## BEGIN

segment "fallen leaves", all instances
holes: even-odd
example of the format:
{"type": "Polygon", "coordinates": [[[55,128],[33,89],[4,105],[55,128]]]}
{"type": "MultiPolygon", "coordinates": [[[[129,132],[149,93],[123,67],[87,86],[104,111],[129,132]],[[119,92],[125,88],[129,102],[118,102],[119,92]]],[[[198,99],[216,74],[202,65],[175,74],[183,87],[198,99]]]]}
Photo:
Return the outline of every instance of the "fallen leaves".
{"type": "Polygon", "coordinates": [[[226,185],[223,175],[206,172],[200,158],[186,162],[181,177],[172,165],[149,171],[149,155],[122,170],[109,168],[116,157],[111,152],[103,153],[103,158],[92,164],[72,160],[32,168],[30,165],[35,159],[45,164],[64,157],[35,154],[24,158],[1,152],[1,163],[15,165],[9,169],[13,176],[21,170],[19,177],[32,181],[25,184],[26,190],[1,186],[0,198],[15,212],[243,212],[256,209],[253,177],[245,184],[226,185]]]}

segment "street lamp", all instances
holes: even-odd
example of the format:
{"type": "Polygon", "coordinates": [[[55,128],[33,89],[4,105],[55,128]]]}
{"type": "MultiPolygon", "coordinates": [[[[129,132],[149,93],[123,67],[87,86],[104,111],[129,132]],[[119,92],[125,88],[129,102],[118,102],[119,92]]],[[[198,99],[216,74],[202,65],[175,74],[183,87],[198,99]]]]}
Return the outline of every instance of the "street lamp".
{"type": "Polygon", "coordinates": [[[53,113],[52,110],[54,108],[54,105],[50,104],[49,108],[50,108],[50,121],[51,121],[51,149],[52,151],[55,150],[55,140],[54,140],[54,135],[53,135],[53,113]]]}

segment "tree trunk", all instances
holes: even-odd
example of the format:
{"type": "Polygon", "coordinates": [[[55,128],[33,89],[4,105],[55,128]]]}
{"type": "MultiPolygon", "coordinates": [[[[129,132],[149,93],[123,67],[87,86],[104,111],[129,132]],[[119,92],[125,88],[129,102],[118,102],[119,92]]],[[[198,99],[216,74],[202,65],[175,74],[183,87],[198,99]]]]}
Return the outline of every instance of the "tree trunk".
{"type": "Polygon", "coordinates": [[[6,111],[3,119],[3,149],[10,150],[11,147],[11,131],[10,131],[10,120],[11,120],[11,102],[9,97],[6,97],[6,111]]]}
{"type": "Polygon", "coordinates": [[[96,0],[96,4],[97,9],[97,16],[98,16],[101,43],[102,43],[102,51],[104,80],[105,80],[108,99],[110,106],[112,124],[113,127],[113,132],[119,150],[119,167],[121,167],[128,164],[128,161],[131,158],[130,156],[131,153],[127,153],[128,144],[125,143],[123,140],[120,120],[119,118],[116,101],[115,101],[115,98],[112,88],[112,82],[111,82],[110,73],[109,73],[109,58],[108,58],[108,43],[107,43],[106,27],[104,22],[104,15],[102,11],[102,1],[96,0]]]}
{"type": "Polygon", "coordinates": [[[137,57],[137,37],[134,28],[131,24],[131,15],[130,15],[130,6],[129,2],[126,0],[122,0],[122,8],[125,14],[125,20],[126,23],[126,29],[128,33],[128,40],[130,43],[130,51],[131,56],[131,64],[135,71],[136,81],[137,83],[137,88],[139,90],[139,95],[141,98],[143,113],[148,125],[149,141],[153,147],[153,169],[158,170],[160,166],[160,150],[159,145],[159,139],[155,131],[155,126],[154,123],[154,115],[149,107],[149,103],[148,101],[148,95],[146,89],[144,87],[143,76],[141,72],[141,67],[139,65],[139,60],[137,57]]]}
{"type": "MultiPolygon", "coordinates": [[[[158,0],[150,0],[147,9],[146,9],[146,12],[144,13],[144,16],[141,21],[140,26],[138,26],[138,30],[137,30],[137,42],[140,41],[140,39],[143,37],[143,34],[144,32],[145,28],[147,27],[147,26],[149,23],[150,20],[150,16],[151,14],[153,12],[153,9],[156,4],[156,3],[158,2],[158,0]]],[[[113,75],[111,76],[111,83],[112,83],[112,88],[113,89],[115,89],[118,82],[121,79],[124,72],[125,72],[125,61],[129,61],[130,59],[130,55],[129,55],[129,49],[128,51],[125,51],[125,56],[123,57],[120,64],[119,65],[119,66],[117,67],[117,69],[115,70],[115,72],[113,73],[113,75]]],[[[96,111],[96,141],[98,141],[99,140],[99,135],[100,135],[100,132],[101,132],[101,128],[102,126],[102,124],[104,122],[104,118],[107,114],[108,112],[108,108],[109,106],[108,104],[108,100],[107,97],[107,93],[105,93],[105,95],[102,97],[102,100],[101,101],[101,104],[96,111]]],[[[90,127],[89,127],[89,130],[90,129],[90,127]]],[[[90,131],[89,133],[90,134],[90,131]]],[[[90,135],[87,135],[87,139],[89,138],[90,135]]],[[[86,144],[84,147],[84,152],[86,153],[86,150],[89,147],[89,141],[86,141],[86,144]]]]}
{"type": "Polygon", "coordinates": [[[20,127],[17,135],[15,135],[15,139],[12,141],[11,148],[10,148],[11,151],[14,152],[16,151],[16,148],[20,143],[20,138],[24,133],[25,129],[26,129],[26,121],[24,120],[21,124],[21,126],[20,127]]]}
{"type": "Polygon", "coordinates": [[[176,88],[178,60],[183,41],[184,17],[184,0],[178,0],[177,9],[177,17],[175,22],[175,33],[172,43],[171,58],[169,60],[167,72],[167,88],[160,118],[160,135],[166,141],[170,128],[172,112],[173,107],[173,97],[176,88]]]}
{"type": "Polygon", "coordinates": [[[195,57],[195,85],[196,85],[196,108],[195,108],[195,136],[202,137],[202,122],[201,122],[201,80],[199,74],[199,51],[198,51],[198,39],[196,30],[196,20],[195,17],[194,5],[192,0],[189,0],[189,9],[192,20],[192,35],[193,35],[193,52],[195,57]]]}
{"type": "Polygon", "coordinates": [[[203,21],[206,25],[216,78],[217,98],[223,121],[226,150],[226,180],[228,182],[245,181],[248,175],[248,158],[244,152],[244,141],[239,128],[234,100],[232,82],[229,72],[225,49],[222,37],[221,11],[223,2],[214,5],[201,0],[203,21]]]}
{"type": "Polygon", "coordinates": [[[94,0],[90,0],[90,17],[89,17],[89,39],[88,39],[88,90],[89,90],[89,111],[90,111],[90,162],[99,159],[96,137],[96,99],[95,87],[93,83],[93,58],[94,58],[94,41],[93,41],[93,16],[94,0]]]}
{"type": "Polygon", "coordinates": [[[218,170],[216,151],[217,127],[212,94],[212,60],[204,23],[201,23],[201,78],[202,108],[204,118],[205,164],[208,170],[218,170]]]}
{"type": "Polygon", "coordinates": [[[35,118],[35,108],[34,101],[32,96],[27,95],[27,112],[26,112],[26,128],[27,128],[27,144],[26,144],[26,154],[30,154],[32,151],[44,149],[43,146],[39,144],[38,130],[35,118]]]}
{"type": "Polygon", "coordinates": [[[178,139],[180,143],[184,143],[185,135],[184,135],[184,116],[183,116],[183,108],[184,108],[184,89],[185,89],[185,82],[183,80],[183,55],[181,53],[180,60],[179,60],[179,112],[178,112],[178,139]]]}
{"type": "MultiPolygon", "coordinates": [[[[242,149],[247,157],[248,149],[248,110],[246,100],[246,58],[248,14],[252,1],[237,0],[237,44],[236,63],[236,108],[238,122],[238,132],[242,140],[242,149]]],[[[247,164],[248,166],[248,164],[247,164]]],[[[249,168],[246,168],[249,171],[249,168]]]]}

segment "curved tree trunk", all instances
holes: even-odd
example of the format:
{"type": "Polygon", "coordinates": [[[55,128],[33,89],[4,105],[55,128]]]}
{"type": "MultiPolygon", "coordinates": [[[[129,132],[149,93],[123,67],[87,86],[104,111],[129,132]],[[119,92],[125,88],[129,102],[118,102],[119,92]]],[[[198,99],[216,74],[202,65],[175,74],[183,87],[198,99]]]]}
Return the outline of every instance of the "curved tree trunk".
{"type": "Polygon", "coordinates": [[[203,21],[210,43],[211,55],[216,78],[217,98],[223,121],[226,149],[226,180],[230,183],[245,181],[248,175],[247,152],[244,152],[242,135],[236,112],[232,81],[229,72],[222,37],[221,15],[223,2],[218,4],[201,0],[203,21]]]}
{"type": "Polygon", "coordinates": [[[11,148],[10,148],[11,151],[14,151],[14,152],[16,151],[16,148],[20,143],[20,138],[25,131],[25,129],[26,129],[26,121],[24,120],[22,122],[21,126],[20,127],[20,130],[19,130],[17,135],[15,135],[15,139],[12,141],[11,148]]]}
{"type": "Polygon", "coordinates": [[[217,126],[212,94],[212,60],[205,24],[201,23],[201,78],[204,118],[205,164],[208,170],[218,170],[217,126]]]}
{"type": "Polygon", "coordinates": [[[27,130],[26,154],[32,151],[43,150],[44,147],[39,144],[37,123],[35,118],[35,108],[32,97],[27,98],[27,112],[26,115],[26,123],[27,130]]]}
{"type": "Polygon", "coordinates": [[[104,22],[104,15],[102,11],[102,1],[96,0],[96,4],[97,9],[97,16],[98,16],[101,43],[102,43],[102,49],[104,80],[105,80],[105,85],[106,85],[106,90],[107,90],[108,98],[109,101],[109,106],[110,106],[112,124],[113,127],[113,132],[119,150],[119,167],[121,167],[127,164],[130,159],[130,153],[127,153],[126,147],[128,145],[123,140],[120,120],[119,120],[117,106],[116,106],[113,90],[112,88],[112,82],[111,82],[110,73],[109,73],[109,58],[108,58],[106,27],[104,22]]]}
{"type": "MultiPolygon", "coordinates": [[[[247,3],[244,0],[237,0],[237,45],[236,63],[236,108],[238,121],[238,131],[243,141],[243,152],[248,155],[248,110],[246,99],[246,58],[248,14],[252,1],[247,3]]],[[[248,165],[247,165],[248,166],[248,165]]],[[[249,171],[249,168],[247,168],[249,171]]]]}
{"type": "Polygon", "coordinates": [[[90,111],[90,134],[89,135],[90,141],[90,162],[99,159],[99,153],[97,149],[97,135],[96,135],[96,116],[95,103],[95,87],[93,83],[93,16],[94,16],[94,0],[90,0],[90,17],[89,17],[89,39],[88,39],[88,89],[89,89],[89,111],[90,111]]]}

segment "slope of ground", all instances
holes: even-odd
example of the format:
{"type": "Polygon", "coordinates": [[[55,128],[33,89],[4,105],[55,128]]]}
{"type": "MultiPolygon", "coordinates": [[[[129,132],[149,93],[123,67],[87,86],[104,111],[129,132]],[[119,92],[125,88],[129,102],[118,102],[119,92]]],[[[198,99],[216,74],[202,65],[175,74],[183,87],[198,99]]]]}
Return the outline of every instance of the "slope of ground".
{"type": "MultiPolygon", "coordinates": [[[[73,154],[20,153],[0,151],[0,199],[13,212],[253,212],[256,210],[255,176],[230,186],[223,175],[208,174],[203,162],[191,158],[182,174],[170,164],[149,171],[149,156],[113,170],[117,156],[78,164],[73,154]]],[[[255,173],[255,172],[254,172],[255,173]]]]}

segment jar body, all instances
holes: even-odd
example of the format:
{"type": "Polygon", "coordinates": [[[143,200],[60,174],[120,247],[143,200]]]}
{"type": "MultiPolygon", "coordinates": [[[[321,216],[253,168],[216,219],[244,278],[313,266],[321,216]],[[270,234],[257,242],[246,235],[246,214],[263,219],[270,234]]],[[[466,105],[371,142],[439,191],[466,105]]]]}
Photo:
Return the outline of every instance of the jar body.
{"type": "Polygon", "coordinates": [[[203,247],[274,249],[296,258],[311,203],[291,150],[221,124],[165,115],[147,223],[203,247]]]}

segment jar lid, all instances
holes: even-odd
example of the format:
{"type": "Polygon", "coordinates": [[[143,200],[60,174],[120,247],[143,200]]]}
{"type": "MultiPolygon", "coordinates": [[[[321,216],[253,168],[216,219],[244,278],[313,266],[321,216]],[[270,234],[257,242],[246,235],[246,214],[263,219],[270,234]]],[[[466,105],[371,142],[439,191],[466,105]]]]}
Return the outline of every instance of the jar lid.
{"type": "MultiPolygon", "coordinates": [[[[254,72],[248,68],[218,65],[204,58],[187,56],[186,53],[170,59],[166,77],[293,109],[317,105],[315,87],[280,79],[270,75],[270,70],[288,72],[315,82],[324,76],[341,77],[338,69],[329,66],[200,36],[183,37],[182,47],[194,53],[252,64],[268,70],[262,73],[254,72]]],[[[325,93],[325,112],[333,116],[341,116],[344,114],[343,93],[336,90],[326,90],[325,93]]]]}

## END

GIVEN REQUEST> Pick out every line of the records that contains the string "trunk", matching case exactly, and copy each of those lines.

EXPECTED OUTPUT>
segment "tree trunk", all instances
Return the outline of every instance of the "tree trunk".
segment "curved tree trunk", all instances
Return the outline of every instance of the "curved tree trunk".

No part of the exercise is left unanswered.